レビュー

ドコモの「みえる電話」をさっそく使ってみた

 通話内容を自動的にテキスト化するNTTドコモのサービス「みえる電話」のトライアルがはじまった。19日からモニターを募集していたところ、26日から当選者へ通知が送られ、アクティベートできる環境が整った。開発者のコメントを交えつつ、現時点での使用感をお伝えしたい。

まだまだ多い電話必須の窓口

 水道のトラブルや病院の予約、飲食店の予約、そして緊急通報と、日常生活で今も電話が活躍する場面は多い。それは裏返すと、難聴者にとってハードルになっていることを意味する。

 「みえる電話」は、音声を自動的にテキスト化して、通話内容を“みえる化”してくれるサービスとして開発された。

050電話を利用

 「みえる電話」は専用アプリから電話をかける。インストール後は、IDとパスワードを入れてログインする必要がある。ユーザーには050で始まる電話番号が発行され、電話の発着信には050番号を経由する形になる。

 たとえば、「みえる電話」から電話をかけると相手には050番号が通知される。逆に「みえる電話」ユーザーへ電話をかける際、自動テキスト起こしを利用するには050番号へ電話することになる。

 「みえる電話」アプリから電話をかけると、相手にはまず「こちらはNTTドコモです。通話相手の方が『みえる電話』サービスを利用しています。このサービスは音声を録音して相手に文字でお伝えします。録音した音声、文字でお伝えした内容は、サービス性向上のため、利用させていただくことがあります」と断りを入れて案内する。

 電話が繋がれば、「みえる電話」アプリの画面に、相手の話した内容がテキストで表示されていく。

使ってみた

 使い方はアプリから電話をかけるだけ、といたって簡単だ。実際に編集部の固定電話宛てに電話をしてみたところ、体感では、7割程度の内容が正しくテキスト化されたように思えた。

 電話窓口との応対という事例が想定される「みえる電話」だが、ひとまず編集部では、一般的な会話や、前後の脈絡のない言葉を使って話してみた。

 「もしもし」「もしもし、お世話になっております」といったワードはほとんど問題なくテキスト化されたが、「お世話になっております関口です」と喋ったところ、筆者の名前が「木口」とテキスト化されたり、「みえる電話」が「ニール電話」になったりするなど、単語のはじめの音が少し弱いのか、異なるワードになったりことが幾度かあった。話す側が少し強めに発声すれば解決しそうではあるが、このあたりは話す人によって影響の度合いが異なるのかもしれない。また「ケータイ Watch編集部です」という言葉が「携帯を突き編集部です」と変換された例もあった。

* [取り組む課題]
ドコモ「みえる電話」の試用レビューについて、最後の文に続く部分を書き上げること。 ここに並ぶ行は、この作業とは関係がない。

* [提供データ]
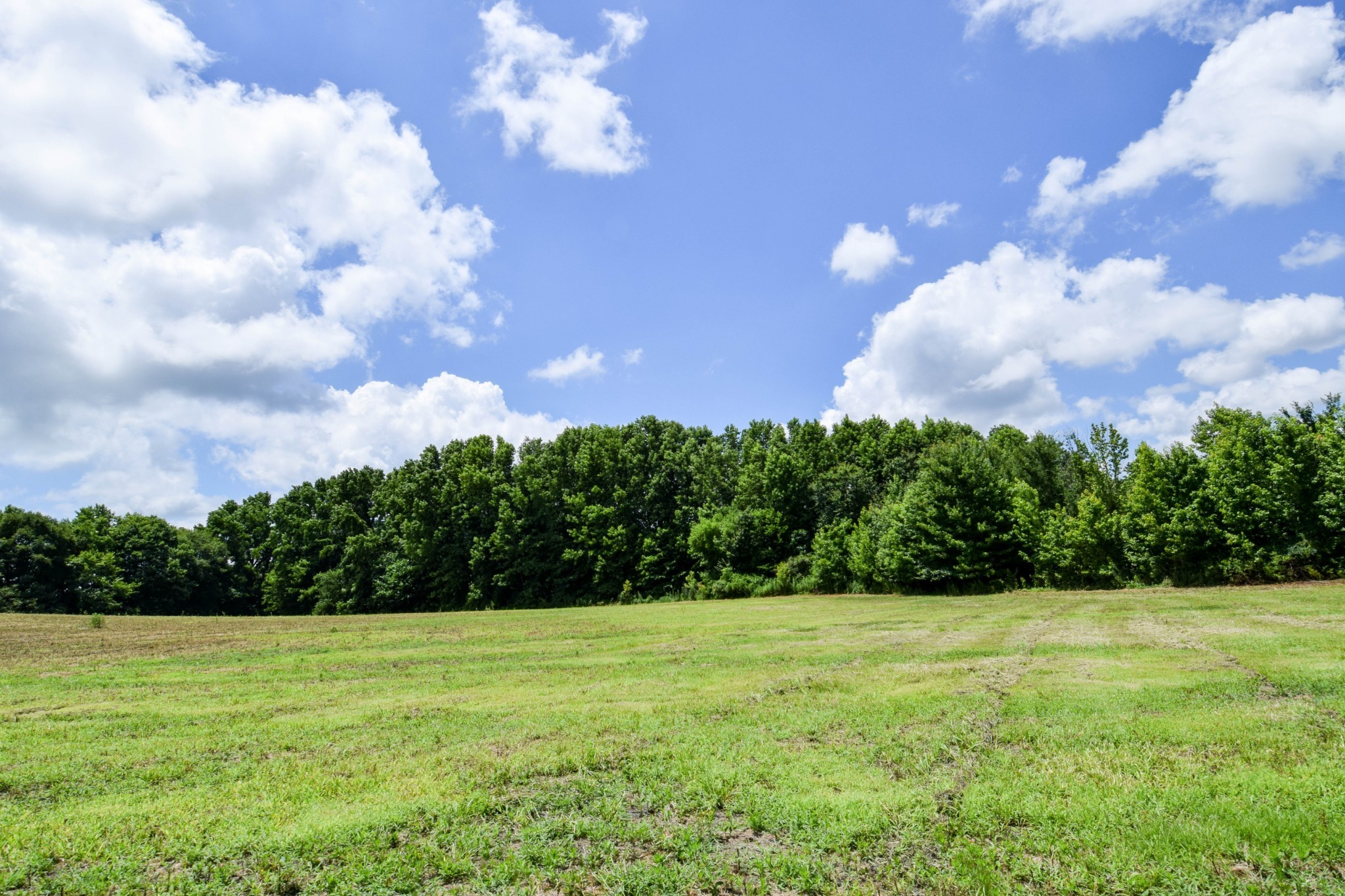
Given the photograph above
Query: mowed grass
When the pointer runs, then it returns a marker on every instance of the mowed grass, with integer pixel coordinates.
(1155, 740)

* [解答]
 その一方で「きしゃのきしゃがきしゃできしゃした」という同音異義語を交えたワードは、きちんと「貴社の記者が汽車で帰社し。」とほぼ満点の変換で、編集部でも思わず「おおー」と驚きの声が上がった。

 ちなみに専用アプリの発信履歴から、テキスト化された内容をあらためて見ることもできるが、他のアプリへコピーするといった利用はできないようだ。

履歴からテキストをみることもできる

精度はこれから、今後には大いに期待

 その精度は、今の段階ではまだ発展途上にあると言わざるを得ず、難聴者は正しい内容がわからないまま、誤って変換されたテキストを含めて読んでいくことになる。ただ、そもそも何らかの目的があって電話をかけて会話するため、誤って変換されたワードがいくつか含まれていても、前後の内容で意図を汲み取ることはできるようにも思う。

 精度については、トライアルとして利用されていくことで着実に向上していくだろう。企画担当のNTTドコモ サービスデザイン部の河田隆弘氏は「うまく電話を聞き取れないことで悩み、やりたいことをあきらめてしまう方の想いに応えたい一心で、必要最低限の機能で早く提供を開始することで全力を尽くした」とコメントし、いち早い提供を目指したと説明する。

 河田氏の言葉通り、トライアルサービスとしてスタートする「みえる電話」の精度や機能は、今の段階ではまだ成長の余地を大いに残している。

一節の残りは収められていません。